PROBLEM DESCRIPTION |
Convert every line of the records below into a Markdown table with two columns, No. and Entry, numbering the rows and omitting blank lines. Leave the pictures out of your answer.

------------------------

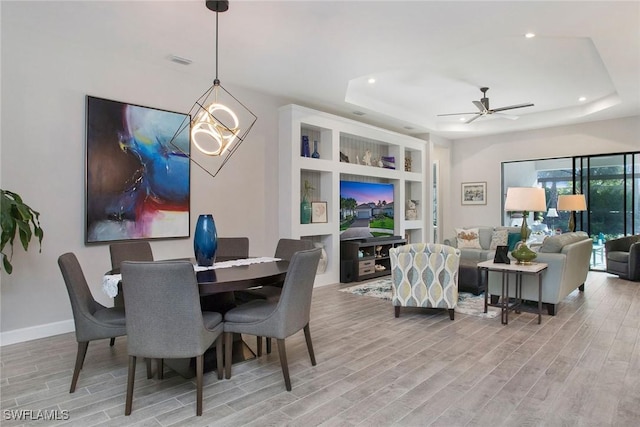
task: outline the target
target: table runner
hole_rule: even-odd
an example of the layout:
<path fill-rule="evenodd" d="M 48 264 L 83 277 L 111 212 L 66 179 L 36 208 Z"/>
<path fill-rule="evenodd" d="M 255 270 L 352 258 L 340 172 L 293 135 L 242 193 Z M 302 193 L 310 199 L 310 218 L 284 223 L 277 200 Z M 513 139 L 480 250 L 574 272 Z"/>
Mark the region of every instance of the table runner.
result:
<path fill-rule="evenodd" d="M 259 264 L 263 262 L 274 262 L 274 261 L 280 261 L 280 258 L 260 257 L 260 258 L 234 259 L 231 261 L 216 262 L 209 267 L 194 265 L 193 269 L 195 271 L 204 271 L 204 270 L 213 270 L 217 268 L 228 268 L 228 267 L 235 267 L 239 265 Z M 109 297 L 114 298 L 116 295 L 118 295 L 118 283 L 120 283 L 121 280 L 122 280 L 122 274 L 105 274 L 105 276 L 102 278 L 102 290 Z"/>

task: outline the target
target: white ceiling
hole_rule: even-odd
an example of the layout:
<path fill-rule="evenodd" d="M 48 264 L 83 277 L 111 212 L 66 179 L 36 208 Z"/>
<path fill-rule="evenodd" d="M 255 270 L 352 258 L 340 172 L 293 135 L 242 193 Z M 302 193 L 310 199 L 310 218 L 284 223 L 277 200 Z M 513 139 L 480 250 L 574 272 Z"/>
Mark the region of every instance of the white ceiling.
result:
<path fill-rule="evenodd" d="M 204 0 L 6 6 L 3 21 L 119 62 L 215 76 L 215 14 Z M 232 0 L 219 22 L 223 85 L 405 133 L 457 139 L 640 114 L 638 1 Z M 437 117 L 476 111 L 483 86 L 492 108 L 535 106 L 512 110 L 517 120 Z"/>

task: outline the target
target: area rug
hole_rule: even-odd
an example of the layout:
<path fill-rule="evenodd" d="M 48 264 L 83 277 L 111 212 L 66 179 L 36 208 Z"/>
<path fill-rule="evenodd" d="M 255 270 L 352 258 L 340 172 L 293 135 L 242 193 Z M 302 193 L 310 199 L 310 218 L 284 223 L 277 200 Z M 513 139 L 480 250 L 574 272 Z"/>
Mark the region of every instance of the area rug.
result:
<path fill-rule="evenodd" d="M 349 292 L 354 295 L 365 295 L 391 301 L 391 279 L 379 279 L 361 285 L 350 286 L 340 289 L 340 292 Z M 458 293 L 458 306 L 456 313 L 468 314 L 470 316 L 493 319 L 500 314 L 500 309 L 489 307 L 487 313 L 484 312 L 484 295 L 474 295 L 470 292 Z"/>

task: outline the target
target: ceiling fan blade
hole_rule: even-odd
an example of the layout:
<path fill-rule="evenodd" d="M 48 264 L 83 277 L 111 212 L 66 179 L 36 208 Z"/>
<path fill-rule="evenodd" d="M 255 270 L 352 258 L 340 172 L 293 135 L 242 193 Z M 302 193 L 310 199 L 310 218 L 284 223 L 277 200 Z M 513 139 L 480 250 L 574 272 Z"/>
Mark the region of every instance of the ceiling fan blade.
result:
<path fill-rule="evenodd" d="M 505 119 L 509 119 L 509 120 L 518 120 L 518 118 L 520 116 L 514 116 L 513 114 L 506 114 L 506 113 L 494 113 L 495 116 L 500 116 L 502 118 Z"/>
<path fill-rule="evenodd" d="M 471 101 L 473 102 L 473 105 L 475 105 L 476 107 L 478 107 L 478 110 L 480 110 L 481 113 L 486 113 L 487 109 L 484 107 L 484 104 L 480 101 Z"/>
<path fill-rule="evenodd" d="M 461 114 L 478 114 L 478 113 L 449 113 L 449 114 L 438 114 L 438 117 L 441 116 L 459 116 Z"/>
<path fill-rule="evenodd" d="M 533 107 L 533 104 L 517 104 L 517 105 L 509 105 L 508 107 L 500 107 L 500 108 L 494 108 L 493 110 L 491 110 L 493 113 L 498 112 L 498 111 L 505 111 L 505 110 L 513 110 L 514 108 L 524 108 L 524 107 Z"/>
<path fill-rule="evenodd" d="M 482 117 L 483 115 L 484 115 L 484 114 L 477 114 L 477 115 L 475 115 L 475 116 L 471 117 L 469 120 L 467 120 L 467 121 L 466 121 L 466 122 L 464 122 L 464 123 L 468 125 L 469 123 L 471 123 L 472 121 L 474 121 L 475 119 L 477 119 L 477 118 L 479 118 L 479 117 Z"/>

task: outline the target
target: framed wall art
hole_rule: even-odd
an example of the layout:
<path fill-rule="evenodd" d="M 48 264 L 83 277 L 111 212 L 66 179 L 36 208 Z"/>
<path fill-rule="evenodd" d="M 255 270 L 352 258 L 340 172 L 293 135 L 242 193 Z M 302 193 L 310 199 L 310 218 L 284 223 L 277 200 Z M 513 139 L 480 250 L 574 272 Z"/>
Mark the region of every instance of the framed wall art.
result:
<path fill-rule="evenodd" d="M 311 202 L 311 222 L 327 222 L 327 202 Z"/>
<path fill-rule="evenodd" d="M 463 182 L 462 183 L 462 204 L 463 205 L 486 205 L 487 204 L 487 183 L 486 182 Z"/>
<path fill-rule="evenodd" d="M 85 243 L 189 237 L 188 115 L 87 96 Z"/>

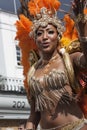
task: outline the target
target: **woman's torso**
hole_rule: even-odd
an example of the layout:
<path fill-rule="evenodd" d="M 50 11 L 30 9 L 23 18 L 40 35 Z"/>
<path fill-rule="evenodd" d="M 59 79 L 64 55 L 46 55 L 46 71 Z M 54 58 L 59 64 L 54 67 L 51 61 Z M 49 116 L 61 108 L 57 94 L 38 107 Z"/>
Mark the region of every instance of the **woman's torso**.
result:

------------------------

REPLY TO THE TASK |
| No. | Entry |
|---|---|
| 1 | task: outline the target |
| 2 | target: table runner |
| 3 | hole_rule: even-odd |
| 4 | an example of the layout: |
| 5 | <path fill-rule="evenodd" d="M 48 264 L 83 277 L 111 212 L 66 179 L 36 208 Z"/> |
| 6 | <path fill-rule="evenodd" d="M 255 270 L 352 258 L 340 172 L 293 135 L 242 193 Z M 302 193 L 310 199 L 310 218 L 284 223 L 277 200 Z M 513 139 L 480 250 L 574 272 Z"/> |
| 7 | Mark the region of every instance of the table runner. |
| 8 | result: |
| 9 | <path fill-rule="evenodd" d="M 259 264 L 263 262 L 274 262 L 274 261 L 280 261 L 280 258 L 260 257 L 260 258 L 234 259 L 231 261 L 216 262 L 209 267 L 194 265 L 193 269 L 195 271 L 204 271 L 204 270 L 213 270 L 217 268 L 228 268 L 228 267 L 235 267 L 239 265 Z M 109 297 L 114 298 L 116 295 L 118 295 L 118 283 L 120 283 L 121 280 L 122 280 L 122 274 L 105 274 L 105 276 L 102 278 L 102 290 Z"/> |
| 10 | task: outline the target |
| 11 | target: white ceiling |
| 12 | hole_rule: even-odd |
| 13 | an example of the layout: |
| 14 | <path fill-rule="evenodd" d="M 48 264 L 83 277 L 111 212 L 66 179 L 36 208 Z"/> |
| 15 | <path fill-rule="evenodd" d="M 255 270 L 352 258 L 340 172 L 293 135 L 242 193 Z M 302 193 L 310 199 L 310 218 L 284 223 L 277 200 Z M 513 139 L 480 250 L 574 272 Z"/> |
| 16 | Mark the region of every instance of the white ceiling. |
| 17 | result: |
| 18 | <path fill-rule="evenodd" d="M 204 0 L 6 6 L 3 21 L 119 62 L 215 76 L 215 14 Z M 232 0 L 219 22 L 223 85 L 405 133 L 457 139 L 640 114 L 638 1 Z M 437 117 L 476 111 L 483 86 L 492 108 L 535 106 L 512 110 L 517 120 Z"/> |
| 19 | task: outline the target |
| 20 | target: area rug |
| 21 | hole_rule: even-odd |
| 22 | an example of the layout: |
| 23 | <path fill-rule="evenodd" d="M 48 264 L 83 277 L 111 212 L 66 179 L 36 208 Z"/> |
| 24 | <path fill-rule="evenodd" d="M 255 270 L 352 258 L 340 172 L 293 135 L 242 193 Z M 302 193 L 310 199 L 310 218 L 284 223 L 277 200 Z M 513 139 L 480 250 L 574 272 Z"/> |
| 25 | Mark the region of every instance of the area rug. |
| 26 | result: |
| 27 | <path fill-rule="evenodd" d="M 349 292 L 354 295 L 365 295 L 391 301 L 391 279 L 379 279 L 361 285 L 350 286 L 340 289 L 340 292 Z M 458 293 L 458 306 L 456 313 L 468 314 L 470 316 L 493 319 L 500 314 L 500 309 L 489 307 L 487 313 L 484 312 L 484 295 L 474 295 L 470 292 Z"/> |
| 28 | task: outline the target |
| 29 | target: ceiling fan blade |
| 30 | hole_rule: even-odd |
| 31 | an example of the layout: |
| 32 | <path fill-rule="evenodd" d="M 48 264 L 83 277 L 111 212 L 66 179 L 36 208 Z"/> |
| 33 | <path fill-rule="evenodd" d="M 255 270 L 352 258 L 340 172 L 293 135 L 242 193 Z M 302 193 L 310 199 L 310 218 L 284 223 L 277 200 Z M 513 139 L 480 250 L 574 272 Z"/> |
| 34 | Mark the region of every instance of the ceiling fan blade. |
| 35 | result: |
| 36 | <path fill-rule="evenodd" d="M 505 119 L 509 119 L 509 120 L 518 120 L 518 118 L 520 116 L 514 116 L 513 114 L 506 114 L 506 113 L 494 113 L 495 116 L 500 116 L 502 118 Z"/> |
| 37 | <path fill-rule="evenodd" d="M 471 101 L 473 102 L 473 105 L 475 105 L 476 107 L 478 107 L 478 110 L 480 110 L 481 113 L 486 113 L 487 109 L 484 107 L 484 104 L 480 101 Z"/> |
| 38 | <path fill-rule="evenodd" d="M 461 114 L 478 114 L 478 113 L 449 113 L 449 114 L 438 114 L 438 117 L 441 116 L 459 116 Z"/> |
| 39 | <path fill-rule="evenodd" d="M 533 107 L 533 104 L 517 104 L 517 105 L 509 105 L 508 107 L 500 107 L 500 108 L 494 108 L 493 110 L 491 110 L 493 113 L 498 112 L 498 111 L 505 111 L 505 110 L 513 110 L 514 108 L 524 108 L 524 107 Z"/> |
| 40 | <path fill-rule="evenodd" d="M 482 117 L 483 115 L 484 115 L 484 114 L 477 114 L 477 115 L 475 115 L 475 116 L 471 117 L 469 120 L 467 120 L 467 121 L 466 121 L 466 122 L 464 122 L 464 123 L 468 125 L 469 123 L 471 123 L 472 121 L 474 121 L 475 119 L 477 119 L 477 118 L 479 118 L 479 117 Z"/> |
| 41 | task: outline the target |
| 42 | target: framed wall art |
| 43 | hole_rule: even-odd |
| 44 | an example of the layout: |
| 45 | <path fill-rule="evenodd" d="M 48 264 L 83 277 L 111 212 L 66 179 L 36 208 Z"/> |
| 46 | <path fill-rule="evenodd" d="M 255 270 L 352 258 L 340 172 L 293 135 L 242 193 Z M 302 193 L 310 199 L 310 218 L 284 223 L 277 200 Z M 513 139 L 480 250 L 574 272 Z"/> |
| 47 | Mark the region of every instance of the framed wall art. |
| 48 | result: |
| 49 | <path fill-rule="evenodd" d="M 311 202 L 311 222 L 327 222 L 327 202 Z"/> |
| 50 | <path fill-rule="evenodd" d="M 463 182 L 462 183 L 462 204 L 463 205 L 486 205 L 487 204 L 487 183 L 486 182 Z"/> |
| 51 | <path fill-rule="evenodd" d="M 85 243 L 189 237 L 188 115 L 87 96 Z"/> |
| 52 | task: outline the target |
| 53 | target: **woman's torso** |
| 54 | hole_rule: even-odd |
| 55 | an example of the layout: |
| 56 | <path fill-rule="evenodd" d="M 50 11 L 30 9 L 23 18 L 40 35 Z"/> |
| 57 | <path fill-rule="evenodd" d="M 59 79 L 64 55 L 46 55 L 46 71 Z M 54 58 L 59 64 L 54 67 L 51 61 Z M 49 116 L 61 108 L 57 94 L 38 107 Z"/> |
| 58 | Mark the region of every instance of the **woman's torso**. |
| 59 | result: |